- _Stated problem 1_: Copy out the Brumadinho article from "In recent weeks, Dom" to "organisation Franciscans International.", substituting "Bishop Vicente" for "Dom Vicente".
- _Stated problem 2_: According to the Brumadinho article, which company owns and operates the iron ore mine at Brumadinho?

# start of Document

Mass for victims of Brumadinho disaster, Buenos Aires cathedral, Argentina, August 2019

In recent weeks, Dom Vicente Ferreira, Catholic Bishop of Brumadinho in Brazil, was in Europe speaking about the continuing impacts of the catastrophic tailings dam collapse there in January 2019, which killed 272 people. The iron ore mine at Brumadinho is owned and operated by a Brazilian mining company, Vale, in which British investors Aviva, HSBC, Legal and General, and others, have investments.

Dom Vicente was accompanied by Rodrigo Peret of Catholic organisation Franciscans International.

Both are members of the Latin American organisation Red Iglesias y Mineria (Churches and Mining Network). This is an inter-church network of grassroots church workers and community members in mining-affected communities throughout the continent. It has developed an extremely strong critique of the mining industry, especially multinational corporations, denouncing the extractivist economy and calling for complete disinvestment from the mining industry.

They held meetings with Church officials and organisations in Rome and with the United Nations in Geneva, with MEPs in Brussels and with MPs and a number of organisations in Germany and Austria.

London Mining Network representatives met with them when they were in Brussels on 6 March. LMN has worked with the Churches and Mining Network since the Samarco tailings dam disaster in November 2015. In August 2019, LMN researcher and trustee Andrew Hickman attended the Churches and Mining Network’s annual assembly in Buenos Aires, Argentina, to strengthen links between our organisations. Afterwards he was hosted by Churches and Mining Network members while visiting communities in Brazil affected by the Samarco and Brumadinho waste dam collapses and by the Minas Rio iron ore mine (owned by Anglo American).

# end of Document
# start of Records

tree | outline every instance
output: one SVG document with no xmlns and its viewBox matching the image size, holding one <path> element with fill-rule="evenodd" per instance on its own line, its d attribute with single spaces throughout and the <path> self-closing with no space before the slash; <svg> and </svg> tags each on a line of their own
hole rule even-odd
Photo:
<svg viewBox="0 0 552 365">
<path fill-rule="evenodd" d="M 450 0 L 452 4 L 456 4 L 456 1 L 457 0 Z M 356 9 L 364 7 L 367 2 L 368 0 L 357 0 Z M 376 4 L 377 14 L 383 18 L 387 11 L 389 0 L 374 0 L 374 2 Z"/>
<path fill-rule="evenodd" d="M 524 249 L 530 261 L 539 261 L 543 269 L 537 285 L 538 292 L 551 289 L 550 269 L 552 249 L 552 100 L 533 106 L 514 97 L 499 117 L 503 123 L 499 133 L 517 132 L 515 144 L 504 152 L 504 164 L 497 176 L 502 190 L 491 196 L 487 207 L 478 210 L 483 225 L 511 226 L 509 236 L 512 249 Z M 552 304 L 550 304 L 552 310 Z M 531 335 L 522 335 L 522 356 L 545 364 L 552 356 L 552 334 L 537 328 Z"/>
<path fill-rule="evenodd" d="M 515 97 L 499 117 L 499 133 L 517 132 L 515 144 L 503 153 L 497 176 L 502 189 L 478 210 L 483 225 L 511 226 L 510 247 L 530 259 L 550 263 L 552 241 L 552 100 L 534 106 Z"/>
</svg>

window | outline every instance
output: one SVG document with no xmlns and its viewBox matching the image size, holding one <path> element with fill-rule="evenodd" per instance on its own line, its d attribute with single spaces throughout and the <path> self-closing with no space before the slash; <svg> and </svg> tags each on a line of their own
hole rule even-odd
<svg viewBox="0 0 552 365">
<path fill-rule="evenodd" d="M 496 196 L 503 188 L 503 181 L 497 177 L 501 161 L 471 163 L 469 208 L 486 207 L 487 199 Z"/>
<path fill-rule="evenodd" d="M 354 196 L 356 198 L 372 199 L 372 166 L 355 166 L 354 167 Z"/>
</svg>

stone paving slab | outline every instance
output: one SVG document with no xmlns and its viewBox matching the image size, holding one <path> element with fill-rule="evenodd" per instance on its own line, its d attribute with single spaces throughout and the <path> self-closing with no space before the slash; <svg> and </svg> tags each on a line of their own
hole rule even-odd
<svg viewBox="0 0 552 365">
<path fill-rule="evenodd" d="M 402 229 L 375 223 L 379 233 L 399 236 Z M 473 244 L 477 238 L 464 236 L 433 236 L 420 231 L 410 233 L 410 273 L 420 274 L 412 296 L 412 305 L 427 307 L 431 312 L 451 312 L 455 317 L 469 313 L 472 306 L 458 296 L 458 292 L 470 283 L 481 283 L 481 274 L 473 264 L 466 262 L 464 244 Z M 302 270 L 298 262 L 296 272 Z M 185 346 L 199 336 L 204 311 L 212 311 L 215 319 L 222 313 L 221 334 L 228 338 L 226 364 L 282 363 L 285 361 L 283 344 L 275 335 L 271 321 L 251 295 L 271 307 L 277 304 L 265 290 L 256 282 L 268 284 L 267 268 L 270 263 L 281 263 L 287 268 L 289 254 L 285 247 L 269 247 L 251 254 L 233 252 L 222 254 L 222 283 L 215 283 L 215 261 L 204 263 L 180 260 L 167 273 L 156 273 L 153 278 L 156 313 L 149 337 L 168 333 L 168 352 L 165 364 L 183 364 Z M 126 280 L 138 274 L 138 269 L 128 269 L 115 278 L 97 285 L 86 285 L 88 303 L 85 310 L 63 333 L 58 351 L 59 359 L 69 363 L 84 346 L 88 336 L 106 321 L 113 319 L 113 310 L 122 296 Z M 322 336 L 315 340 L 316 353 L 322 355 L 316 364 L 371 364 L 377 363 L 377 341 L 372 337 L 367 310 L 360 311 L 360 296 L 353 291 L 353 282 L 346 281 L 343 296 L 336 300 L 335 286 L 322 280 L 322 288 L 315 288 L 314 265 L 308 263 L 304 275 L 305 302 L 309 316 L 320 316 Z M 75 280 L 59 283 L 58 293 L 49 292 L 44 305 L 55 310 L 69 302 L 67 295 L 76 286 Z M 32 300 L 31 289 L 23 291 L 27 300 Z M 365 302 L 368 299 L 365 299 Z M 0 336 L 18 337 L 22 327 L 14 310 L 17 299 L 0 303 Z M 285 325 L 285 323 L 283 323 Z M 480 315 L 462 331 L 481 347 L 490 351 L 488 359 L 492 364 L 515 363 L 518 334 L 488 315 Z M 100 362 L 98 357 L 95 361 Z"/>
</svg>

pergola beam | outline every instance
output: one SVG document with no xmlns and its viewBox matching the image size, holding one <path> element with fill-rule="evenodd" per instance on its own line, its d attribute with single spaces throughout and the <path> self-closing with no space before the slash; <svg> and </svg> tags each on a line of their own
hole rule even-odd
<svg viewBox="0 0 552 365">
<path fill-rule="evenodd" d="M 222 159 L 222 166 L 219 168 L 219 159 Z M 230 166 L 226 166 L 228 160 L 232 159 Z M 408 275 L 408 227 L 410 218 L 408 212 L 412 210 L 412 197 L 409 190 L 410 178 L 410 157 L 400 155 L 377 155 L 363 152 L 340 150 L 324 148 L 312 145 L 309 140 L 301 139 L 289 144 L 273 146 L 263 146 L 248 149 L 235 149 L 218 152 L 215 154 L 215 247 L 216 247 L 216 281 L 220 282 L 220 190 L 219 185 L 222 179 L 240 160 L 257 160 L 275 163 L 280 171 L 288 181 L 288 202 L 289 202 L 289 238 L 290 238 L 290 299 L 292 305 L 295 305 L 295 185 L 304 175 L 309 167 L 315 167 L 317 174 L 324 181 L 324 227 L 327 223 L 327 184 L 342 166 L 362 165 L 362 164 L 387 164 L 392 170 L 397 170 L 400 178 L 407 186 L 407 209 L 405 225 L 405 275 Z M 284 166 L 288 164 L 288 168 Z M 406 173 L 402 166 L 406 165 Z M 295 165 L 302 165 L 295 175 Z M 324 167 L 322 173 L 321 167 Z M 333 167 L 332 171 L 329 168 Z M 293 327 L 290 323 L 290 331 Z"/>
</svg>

# end of Records

- _Written solution 1_:
In recent weeks, Bishop Vicente Ferreira, Catholic Bishop of Brumadinho in Brazil, was in Europe speaking about the continuing impacts of the catastrophic tailings dam collapse there in January 2019, which killed 272 people. The iron ore mine at Brumadinho is owned and operated by a Brazilian mining company, Vale, in which British investors Aviva, HSBC, Legal and General, and others, have investments.

Bishop Vicente was accompanied by Rodrigo Peret of Catholic organisation Franciscans International.

- _Written solution 2_: Vale, a Brazilian mining company.